### [PROVIDED INFORMATION]
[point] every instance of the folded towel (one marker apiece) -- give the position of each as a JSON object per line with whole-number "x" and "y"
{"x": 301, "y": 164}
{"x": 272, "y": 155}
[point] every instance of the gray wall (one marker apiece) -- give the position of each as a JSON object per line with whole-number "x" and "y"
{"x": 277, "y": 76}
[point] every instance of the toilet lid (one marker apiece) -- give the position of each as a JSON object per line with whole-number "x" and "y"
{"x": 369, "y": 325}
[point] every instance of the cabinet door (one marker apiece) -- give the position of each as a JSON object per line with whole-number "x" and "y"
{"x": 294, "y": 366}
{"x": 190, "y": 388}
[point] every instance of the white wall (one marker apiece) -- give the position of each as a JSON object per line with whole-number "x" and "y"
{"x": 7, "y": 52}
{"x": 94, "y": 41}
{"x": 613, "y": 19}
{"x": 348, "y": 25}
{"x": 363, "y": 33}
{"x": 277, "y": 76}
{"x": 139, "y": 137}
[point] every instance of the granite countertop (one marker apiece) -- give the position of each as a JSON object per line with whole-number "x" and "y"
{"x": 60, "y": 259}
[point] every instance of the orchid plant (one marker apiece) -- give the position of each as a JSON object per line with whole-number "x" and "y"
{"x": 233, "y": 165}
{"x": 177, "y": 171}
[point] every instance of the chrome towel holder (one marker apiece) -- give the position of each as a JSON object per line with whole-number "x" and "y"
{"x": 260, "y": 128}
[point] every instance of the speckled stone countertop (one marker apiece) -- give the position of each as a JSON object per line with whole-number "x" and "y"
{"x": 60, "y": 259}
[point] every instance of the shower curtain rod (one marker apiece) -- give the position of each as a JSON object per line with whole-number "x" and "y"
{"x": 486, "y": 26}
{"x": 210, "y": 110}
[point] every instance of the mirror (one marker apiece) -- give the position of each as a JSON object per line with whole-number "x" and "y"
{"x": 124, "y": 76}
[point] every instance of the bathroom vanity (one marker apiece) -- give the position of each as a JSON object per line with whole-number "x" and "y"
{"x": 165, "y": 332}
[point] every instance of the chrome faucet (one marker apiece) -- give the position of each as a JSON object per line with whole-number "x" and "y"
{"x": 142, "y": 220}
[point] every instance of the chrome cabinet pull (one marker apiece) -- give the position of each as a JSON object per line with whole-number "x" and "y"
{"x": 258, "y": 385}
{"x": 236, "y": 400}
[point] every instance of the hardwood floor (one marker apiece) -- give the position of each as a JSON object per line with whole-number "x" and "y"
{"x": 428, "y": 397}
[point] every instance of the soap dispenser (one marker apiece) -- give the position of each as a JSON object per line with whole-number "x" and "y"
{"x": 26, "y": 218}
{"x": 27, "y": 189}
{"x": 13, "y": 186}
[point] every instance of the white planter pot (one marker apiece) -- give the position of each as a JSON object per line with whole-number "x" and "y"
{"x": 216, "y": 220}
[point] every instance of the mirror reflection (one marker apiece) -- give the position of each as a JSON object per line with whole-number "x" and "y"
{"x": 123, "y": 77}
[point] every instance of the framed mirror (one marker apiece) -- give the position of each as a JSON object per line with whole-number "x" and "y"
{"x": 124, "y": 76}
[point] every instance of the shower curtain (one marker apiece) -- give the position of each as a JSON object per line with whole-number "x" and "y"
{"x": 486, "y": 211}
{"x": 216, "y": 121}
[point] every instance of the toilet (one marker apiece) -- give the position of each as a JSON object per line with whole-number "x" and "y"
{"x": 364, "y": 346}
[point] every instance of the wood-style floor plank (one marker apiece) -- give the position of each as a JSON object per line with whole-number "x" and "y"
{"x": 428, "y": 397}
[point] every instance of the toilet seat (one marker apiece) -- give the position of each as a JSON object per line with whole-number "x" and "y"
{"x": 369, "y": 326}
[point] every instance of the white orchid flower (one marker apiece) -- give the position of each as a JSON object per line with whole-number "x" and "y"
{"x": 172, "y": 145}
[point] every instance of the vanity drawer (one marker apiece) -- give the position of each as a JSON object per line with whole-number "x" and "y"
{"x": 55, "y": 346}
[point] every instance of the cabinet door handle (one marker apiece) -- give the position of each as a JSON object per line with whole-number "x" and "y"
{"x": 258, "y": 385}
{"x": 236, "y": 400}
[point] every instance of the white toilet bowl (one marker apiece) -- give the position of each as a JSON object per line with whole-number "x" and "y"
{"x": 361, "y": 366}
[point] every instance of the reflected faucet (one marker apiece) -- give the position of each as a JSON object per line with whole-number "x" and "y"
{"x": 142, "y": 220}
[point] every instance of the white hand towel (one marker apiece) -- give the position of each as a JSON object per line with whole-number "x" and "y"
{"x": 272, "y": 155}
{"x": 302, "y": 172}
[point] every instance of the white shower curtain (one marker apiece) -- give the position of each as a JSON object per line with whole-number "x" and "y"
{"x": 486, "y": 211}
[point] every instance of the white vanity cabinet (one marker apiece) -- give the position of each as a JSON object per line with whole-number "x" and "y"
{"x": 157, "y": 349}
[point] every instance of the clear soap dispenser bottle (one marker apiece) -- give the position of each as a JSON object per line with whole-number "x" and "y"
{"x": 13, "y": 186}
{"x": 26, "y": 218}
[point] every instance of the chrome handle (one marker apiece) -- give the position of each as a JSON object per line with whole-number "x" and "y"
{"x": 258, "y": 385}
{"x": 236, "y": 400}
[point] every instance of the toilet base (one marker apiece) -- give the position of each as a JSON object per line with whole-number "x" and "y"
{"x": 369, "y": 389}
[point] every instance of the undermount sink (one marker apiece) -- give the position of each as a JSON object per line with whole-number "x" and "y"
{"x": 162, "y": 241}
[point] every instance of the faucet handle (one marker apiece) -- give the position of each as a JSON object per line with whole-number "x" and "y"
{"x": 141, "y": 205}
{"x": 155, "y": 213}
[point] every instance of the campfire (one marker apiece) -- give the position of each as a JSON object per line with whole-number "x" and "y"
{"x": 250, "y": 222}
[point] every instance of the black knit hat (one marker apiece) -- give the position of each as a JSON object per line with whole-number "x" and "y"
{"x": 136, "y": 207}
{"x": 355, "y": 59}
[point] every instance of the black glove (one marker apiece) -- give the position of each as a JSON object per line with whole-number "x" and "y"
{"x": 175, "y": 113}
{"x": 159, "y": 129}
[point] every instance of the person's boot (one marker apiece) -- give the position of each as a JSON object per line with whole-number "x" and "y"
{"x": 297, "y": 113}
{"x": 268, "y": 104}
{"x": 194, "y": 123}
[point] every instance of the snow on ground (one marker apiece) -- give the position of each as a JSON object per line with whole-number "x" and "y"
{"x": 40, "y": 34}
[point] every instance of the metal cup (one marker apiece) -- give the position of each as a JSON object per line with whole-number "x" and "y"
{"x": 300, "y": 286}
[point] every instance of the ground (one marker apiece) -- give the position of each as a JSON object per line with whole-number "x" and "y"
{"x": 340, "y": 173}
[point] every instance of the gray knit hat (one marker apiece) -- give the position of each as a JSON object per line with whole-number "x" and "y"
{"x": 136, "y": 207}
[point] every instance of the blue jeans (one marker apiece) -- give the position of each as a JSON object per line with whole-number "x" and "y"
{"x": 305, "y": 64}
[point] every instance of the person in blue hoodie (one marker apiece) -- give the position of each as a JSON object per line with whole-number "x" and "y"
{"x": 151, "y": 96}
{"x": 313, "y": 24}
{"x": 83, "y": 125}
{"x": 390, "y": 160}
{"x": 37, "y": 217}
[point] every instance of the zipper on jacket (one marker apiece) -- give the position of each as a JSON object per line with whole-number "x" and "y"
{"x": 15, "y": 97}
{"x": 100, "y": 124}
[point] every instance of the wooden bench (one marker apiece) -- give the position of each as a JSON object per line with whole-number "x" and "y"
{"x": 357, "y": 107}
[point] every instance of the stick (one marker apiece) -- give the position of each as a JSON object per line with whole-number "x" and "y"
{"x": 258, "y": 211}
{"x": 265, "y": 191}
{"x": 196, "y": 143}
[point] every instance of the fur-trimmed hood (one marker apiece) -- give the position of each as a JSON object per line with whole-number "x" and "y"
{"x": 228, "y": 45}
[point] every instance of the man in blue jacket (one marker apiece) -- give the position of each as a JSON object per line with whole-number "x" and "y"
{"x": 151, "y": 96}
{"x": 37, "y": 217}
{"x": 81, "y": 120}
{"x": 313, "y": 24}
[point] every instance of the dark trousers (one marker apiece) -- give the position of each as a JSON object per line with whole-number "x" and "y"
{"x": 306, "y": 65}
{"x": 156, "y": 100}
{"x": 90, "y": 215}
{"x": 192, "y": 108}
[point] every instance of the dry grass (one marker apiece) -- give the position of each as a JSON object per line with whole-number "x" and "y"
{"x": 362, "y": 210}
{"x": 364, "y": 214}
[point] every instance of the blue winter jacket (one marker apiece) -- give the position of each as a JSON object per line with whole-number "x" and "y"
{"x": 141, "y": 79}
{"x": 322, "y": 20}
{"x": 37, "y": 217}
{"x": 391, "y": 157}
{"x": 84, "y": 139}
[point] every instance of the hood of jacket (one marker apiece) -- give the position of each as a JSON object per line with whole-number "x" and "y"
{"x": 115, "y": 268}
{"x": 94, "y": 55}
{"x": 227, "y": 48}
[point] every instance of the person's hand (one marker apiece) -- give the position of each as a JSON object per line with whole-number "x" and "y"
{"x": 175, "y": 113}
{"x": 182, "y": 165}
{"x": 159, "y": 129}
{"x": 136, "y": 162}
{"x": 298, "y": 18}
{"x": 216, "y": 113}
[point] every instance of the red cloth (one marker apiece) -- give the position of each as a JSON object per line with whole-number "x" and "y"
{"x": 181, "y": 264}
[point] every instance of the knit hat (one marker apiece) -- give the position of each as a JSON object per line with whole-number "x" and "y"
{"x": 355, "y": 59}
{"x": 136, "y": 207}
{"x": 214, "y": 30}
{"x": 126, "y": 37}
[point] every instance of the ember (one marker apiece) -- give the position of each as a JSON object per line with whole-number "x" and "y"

### [DIRECTIONS FOR THIS TASK]
The required output is each line from the one with "[point] every instance of the stick" through the end of the material above, repeated exactly with both ends included.

### [YOUR RESPONSE]
[point] every instance of the stick (one marker apiece) -- give the position of each as a JSON object per line with whole-number "x" and "y"
{"x": 258, "y": 211}
{"x": 265, "y": 191}
{"x": 196, "y": 143}
[point] every instance of the fur-trimmed hood (one marker apiece) -- give the position of each as a JSON object per line with whole-number "x" and "y"
{"x": 228, "y": 45}
[point] every instance of the man in blue jacket (one marker apiece) -- give the position of each as a JSON object per line with whole-number "x" and "y"
{"x": 151, "y": 96}
{"x": 37, "y": 217}
{"x": 81, "y": 120}
{"x": 313, "y": 24}
[point] every instance of the dark trousers (one marker apiece) -- give the position of each as a JSON object per line with whole-number "x" and "y"
{"x": 306, "y": 65}
{"x": 156, "y": 100}
{"x": 90, "y": 215}
{"x": 192, "y": 108}
[point] every instance of the dry grass (one marker apiece) -- give the position of each as a JSON object per line with whole-number "x" and "y"
{"x": 362, "y": 210}
{"x": 364, "y": 214}
[point] every instance of the blue winter jacket (one marker apiece) -- give the position of each as a JSON object per line with whole-number "x" and "y"
{"x": 141, "y": 79}
{"x": 322, "y": 20}
{"x": 37, "y": 217}
{"x": 391, "y": 157}
{"x": 84, "y": 139}
[point] every instance of the hood of jacket (one marker apiece) -- give the position of each as a JSON object per line with whole-number "x" and "y"
{"x": 115, "y": 268}
{"x": 94, "y": 55}
{"x": 227, "y": 48}
[point] every instance of the person's hand (one marker apiece) -- give the position of each as a JSON object per line with whole-number "x" and "y"
{"x": 175, "y": 113}
{"x": 182, "y": 165}
{"x": 159, "y": 129}
{"x": 136, "y": 162}
{"x": 298, "y": 18}
{"x": 216, "y": 113}
[point] every instance of the red cloth (one marker apiece) -- give the position of each as a JSON object per line with whole-number "x" and "y"
{"x": 181, "y": 264}
[point] every instance of the knit hat (one marker apiece) -- give the position of each as a JSON object per line with whole-number "x" and "y"
{"x": 355, "y": 59}
{"x": 136, "y": 207}
{"x": 214, "y": 30}
{"x": 126, "y": 37}
[point] every instance of the ember (one marker apiece) -- give the position of each as a JSON object per line with whole-number "x" and "y"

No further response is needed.